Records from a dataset
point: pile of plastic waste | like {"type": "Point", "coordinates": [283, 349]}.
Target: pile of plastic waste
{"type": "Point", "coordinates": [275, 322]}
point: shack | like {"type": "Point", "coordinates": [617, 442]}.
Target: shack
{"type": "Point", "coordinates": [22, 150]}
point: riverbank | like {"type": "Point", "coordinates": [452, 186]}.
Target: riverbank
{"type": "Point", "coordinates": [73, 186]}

EXERCISE TASK
Output the stretch from the line containing "point: shack |" through the last line of the rows as a JSON list of strings, with one string per line and any blank lines left out.

RESULT
[
  "point: shack | like {\"type\": \"Point\", \"coordinates\": [617, 442]}.",
  "Target: shack",
  "{\"type\": \"Point\", \"coordinates\": [22, 150]}",
  "point: riverbank | like {\"type\": \"Point\", \"coordinates\": [452, 186]}.",
  "Target: riverbank",
  "{\"type\": \"Point\", \"coordinates\": [73, 186]}"
]